## Task instructions
• 1. In the ping-pong tracking text, what does the system superimpose on top of the video stream of the game?
• 2. Write out a passage from the ping-pong tracking text, beginning at the words "The primary goal" and stopping after "should be serving.".

## Source
--- Start ---

The primary goal of this project is to use digital signal processing on a video feed to track a ping-pong ball in a game of table tennis. We propose that by tracking the movement of a ball, a processing system is able to maintain the state of the game, and determine the score in real time with no direct user input. This allows players to focus on their performance, without breaking the flow of the game to recall the score, or determine who should be serving.
The system that we have designed uses this type of ball tracking and understanding of gamestate, and superimposes the score of the game on top of a video stream of the game in action, so players can easily see it while playing. Additionally, it provides an indication to players of who should be serving, and provides audio feedback for certain states of gameplay-- such as scoring or serving-- to provide an augmented table tennis experience.
The system features a full calibration mode which adds several elements to the video stream, such as a ball-tracking location indicator so that users can observe the ball tracking for themselves, green pixel detection to help users eliminate any background noise that may impact the performance of the system, and finally guidelines to help the user line up the table height and net location to ensure accurate gamestate detection.

--- End ---

## Provided records
--- Start ---

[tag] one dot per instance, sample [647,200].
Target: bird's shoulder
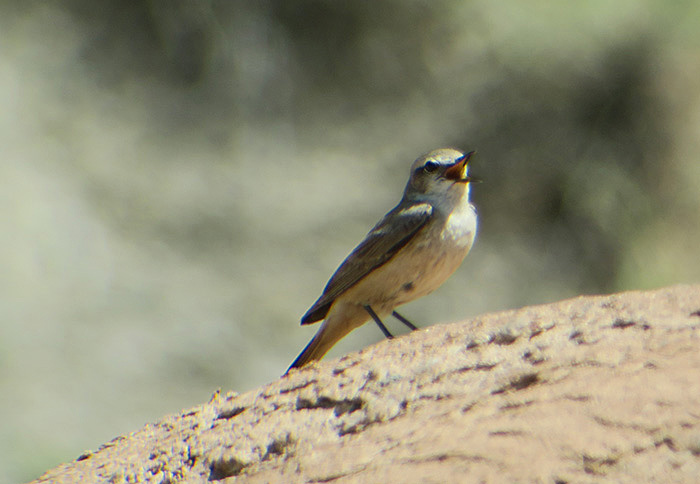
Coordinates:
[382,242]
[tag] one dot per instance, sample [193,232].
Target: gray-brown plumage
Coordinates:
[408,254]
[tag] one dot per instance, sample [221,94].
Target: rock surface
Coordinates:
[592,389]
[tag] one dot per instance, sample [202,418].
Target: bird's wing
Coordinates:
[392,233]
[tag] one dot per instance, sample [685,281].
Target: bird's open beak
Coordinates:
[458,171]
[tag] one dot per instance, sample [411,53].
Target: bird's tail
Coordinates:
[327,336]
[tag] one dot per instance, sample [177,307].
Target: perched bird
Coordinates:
[408,254]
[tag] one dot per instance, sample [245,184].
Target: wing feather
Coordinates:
[385,239]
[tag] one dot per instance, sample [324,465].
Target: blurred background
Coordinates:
[180,178]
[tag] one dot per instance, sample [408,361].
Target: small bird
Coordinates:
[407,255]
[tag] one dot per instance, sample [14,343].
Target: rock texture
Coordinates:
[593,389]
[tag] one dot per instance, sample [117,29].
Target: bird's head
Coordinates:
[441,176]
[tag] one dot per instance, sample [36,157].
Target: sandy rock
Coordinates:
[592,389]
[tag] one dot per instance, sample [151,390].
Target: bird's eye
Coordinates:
[430,167]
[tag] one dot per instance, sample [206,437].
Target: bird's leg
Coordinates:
[378,321]
[404,321]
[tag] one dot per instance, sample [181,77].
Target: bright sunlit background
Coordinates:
[180,178]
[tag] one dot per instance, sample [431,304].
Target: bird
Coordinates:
[408,254]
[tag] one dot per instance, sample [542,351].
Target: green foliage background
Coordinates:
[180,178]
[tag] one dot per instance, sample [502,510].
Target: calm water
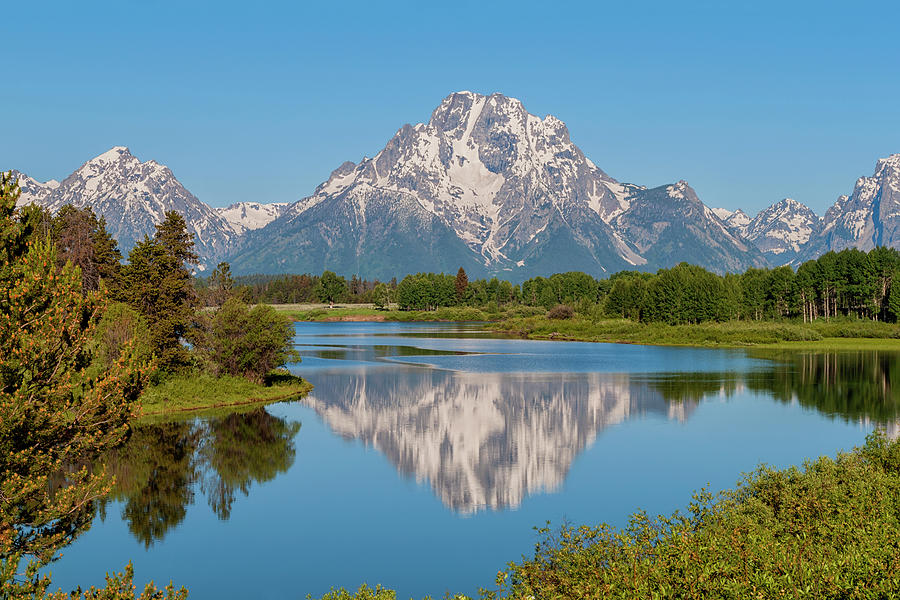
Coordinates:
[427,453]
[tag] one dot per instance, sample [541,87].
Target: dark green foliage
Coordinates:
[849,283]
[157,469]
[381,295]
[157,283]
[79,237]
[248,342]
[684,294]
[561,311]
[828,530]
[462,284]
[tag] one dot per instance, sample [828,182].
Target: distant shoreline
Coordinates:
[835,334]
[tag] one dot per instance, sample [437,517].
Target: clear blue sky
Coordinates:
[750,102]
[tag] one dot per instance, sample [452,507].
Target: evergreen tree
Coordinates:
[157,283]
[461,284]
[52,415]
[331,287]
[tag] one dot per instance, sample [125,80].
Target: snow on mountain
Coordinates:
[483,184]
[133,197]
[669,224]
[248,216]
[869,217]
[32,191]
[783,230]
[735,220]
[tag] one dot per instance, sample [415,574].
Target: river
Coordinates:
[428,452]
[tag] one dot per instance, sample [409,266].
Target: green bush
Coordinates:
[828,530]
[246,342]
[561,311]
[121,325]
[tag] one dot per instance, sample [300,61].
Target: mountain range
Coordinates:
[484,185]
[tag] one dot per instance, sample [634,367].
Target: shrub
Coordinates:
[120,326]
[561,311]
[246,342]
[828,530]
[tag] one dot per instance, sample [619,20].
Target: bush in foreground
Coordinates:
[246,342]
[830,529]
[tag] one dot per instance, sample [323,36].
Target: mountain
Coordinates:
[735,220]
[247,216]
[487,186]
[869,217]
[669,224]
[33,191]
[782,231]
[133,197]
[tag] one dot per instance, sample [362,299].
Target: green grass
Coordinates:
[839,334]
[201,391]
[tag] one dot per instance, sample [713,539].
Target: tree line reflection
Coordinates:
[160,468]
[480,441]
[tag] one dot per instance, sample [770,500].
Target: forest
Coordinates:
[850,283]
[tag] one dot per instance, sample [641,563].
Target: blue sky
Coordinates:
[748,101]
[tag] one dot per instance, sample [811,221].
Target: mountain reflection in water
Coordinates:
[481,441]
[488,440]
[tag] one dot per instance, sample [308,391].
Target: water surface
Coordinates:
[428,452]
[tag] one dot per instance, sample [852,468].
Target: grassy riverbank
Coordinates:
[200,391]
[532,323]
[367,312]
[835,334]
[829,529]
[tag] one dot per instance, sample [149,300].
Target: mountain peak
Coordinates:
[888,164]
[114,154]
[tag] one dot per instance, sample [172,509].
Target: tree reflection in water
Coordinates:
[156,471]
[488,440]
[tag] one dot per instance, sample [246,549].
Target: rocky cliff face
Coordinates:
[133,197]
[461,433]
[483,185]
[487,186]
[869,217]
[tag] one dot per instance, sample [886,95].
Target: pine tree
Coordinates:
[52,415]
[462,283]
[157,283]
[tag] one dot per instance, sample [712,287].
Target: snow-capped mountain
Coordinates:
[487,186]
[32,191]
[247,216]
[133,197]
[735,220]
[460,433]
[869,217]
[783,230]
[669,224]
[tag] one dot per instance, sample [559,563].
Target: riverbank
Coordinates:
[828,529]
[368,313]
[532,323]
[179,394]
[832,335]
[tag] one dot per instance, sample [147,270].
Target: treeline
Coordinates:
[154,299]
[850,283]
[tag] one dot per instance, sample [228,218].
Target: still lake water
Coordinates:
[427,453]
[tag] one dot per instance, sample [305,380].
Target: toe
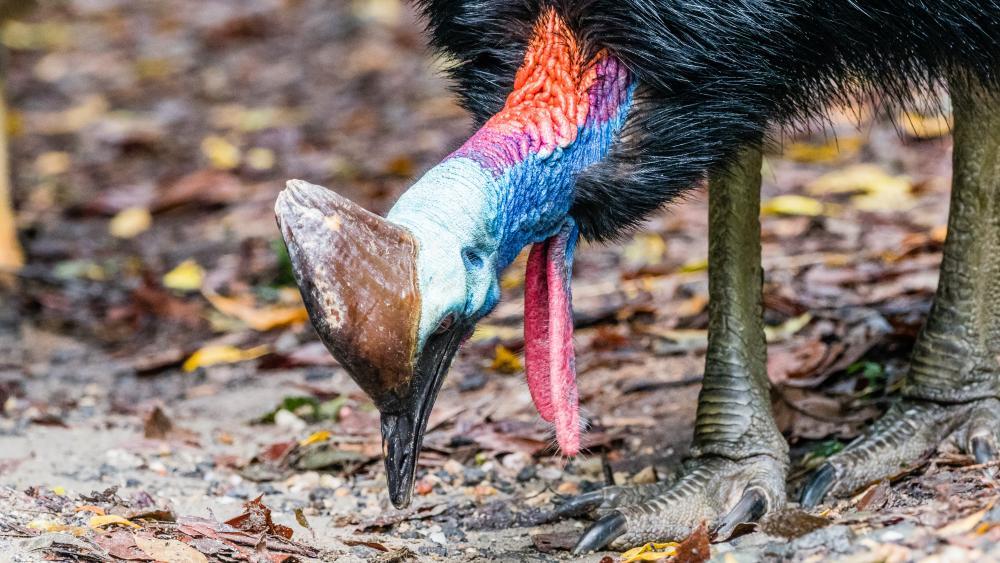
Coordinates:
[818,486]
[601,533]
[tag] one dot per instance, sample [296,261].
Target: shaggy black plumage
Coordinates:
[715,74]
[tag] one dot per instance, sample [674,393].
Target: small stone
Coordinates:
[473,476]
[320,493]
[526,474]
[438,538]
[515,462]
[504,486]
[453,467]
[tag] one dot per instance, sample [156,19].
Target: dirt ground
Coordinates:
[157,375]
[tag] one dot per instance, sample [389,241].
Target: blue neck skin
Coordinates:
[471,222]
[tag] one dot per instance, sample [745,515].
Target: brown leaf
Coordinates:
[157,425]
[169,550]
[547,543]
[205,187]
[695,548]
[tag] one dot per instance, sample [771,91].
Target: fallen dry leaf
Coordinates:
[650,552]
[186,276]
[258,318]
[505,361]
[221,354]
[171,551]
[130,223]
[792,205]
[256,519]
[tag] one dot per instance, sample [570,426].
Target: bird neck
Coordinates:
[511,183]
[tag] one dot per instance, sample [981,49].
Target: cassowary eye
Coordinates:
[445,324]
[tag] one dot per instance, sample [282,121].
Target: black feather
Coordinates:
[715,74]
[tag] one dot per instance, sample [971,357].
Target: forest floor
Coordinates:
[157,375]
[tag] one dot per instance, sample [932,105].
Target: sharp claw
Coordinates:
[601,533]
[982,449]
[752,505]
[579,505]
[817,487]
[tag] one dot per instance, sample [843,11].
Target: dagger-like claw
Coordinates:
[818,486]
[601,533]
[750,508]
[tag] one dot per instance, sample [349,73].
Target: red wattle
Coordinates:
[548,334]
[536,330]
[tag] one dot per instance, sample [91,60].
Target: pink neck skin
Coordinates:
[548,337]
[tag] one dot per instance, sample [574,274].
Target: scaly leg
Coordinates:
[737,471]
[951,393]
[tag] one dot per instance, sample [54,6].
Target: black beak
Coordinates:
[403,431]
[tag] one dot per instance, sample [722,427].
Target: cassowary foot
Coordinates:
[718,490]
[909,431]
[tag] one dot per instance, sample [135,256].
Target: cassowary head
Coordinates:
[393,298]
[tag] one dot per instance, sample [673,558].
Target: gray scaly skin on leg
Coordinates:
[951,392]
[739,457]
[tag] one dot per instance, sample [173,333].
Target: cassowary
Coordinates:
[594,113]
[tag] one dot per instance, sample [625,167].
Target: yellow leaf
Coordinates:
[320,436]
[103,520]
[696,265]
[187,276]
[876,189]
[505,361]
[962,525]
[220,354]
[487,331]
[261,319]
[921,126]
[220,153]
[829,151]
[130,222]
[650,552]
[792,205]
[35,36]
[645,249]
[173,551]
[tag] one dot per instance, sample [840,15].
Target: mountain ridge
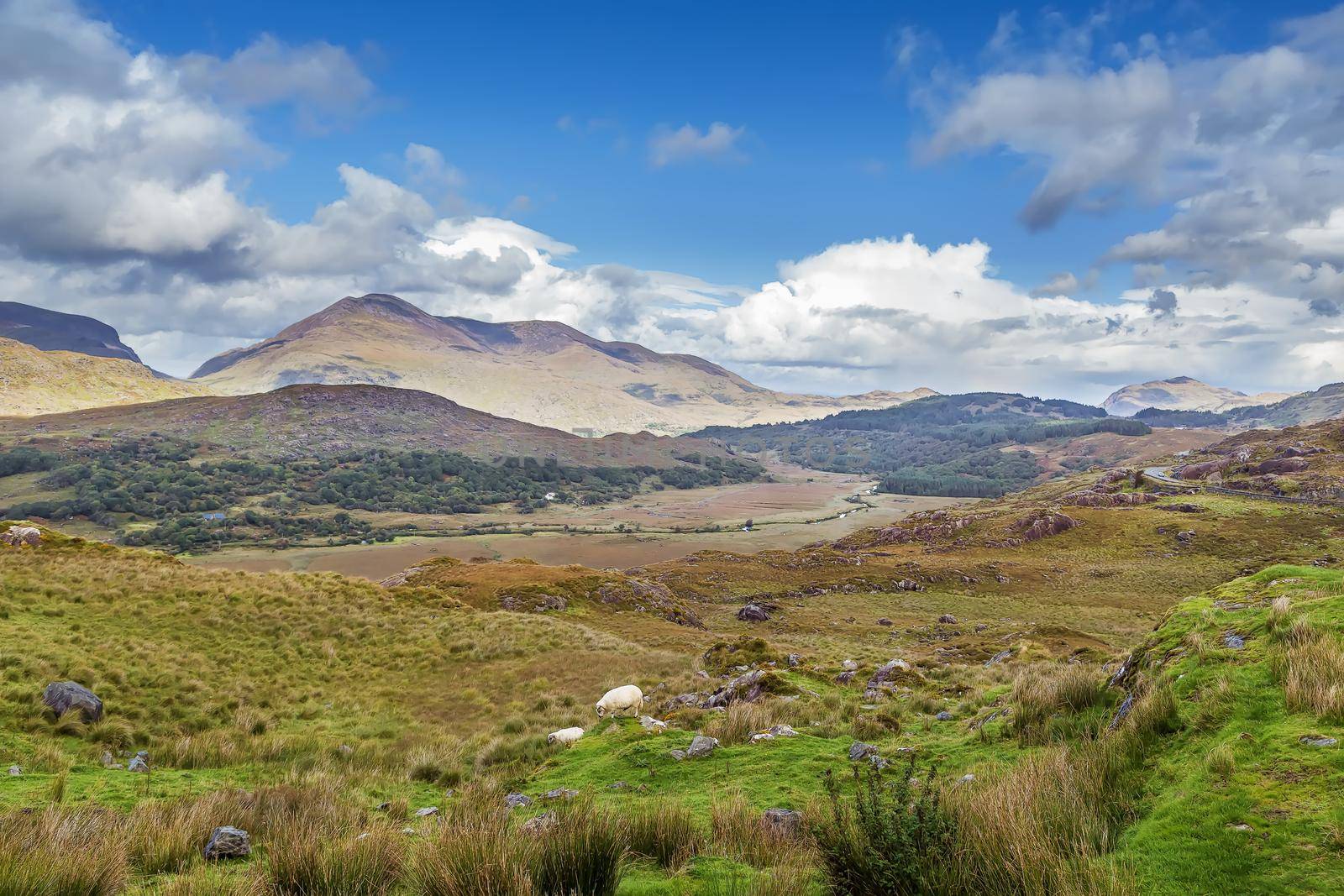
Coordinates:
[542,372]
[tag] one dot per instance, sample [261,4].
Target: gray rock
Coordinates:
[784,821]
[753,613]
[859,750]
[228,842]
[1317,741]
[702,746]
[64,696]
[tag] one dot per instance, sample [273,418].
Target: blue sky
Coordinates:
[831,134]
[1095,194]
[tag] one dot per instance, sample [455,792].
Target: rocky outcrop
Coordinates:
[64,696]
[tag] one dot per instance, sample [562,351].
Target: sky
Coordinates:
[1052,199]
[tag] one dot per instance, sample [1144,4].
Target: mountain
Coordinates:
[535,371]
[55,331]
[951,445]
[307,421]
[46,382]
[1182,394]
[1326,403]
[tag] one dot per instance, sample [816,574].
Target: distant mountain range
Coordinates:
[46,382]
[315,421]
[1183,394]
[534,371]
[58,332]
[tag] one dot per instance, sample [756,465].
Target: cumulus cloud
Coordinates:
[717,143]
[116,201]
[1247,148]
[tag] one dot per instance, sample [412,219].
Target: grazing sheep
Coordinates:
[620,700]
[566,736]
[22,535]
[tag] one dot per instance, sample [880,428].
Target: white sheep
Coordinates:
[618,700]
[566,736]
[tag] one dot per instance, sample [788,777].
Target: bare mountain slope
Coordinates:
[304,421]
[37,382]
[535,371]
[1183,394]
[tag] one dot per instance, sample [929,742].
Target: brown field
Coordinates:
[781,511]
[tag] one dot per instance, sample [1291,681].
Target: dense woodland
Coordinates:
[197,501]
[948,445]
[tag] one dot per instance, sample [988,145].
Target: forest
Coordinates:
[194,501]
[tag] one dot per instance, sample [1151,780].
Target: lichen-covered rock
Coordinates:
[64,696]
[228,842]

--- End ---

## Results in order
• 1. The score of the game.

• 2.
The primary goal of this project is to use digital signal processing on a video feed to track a ping-pong ball in a game of table tennis. We propose that by tracking the movement of a ball, a processing system is able to maintain the state of the game, and determine the score in real time with no direct user input. This allows players to focus on their performance, without breaking the flow of the game to recall the score, or determine who should be serving.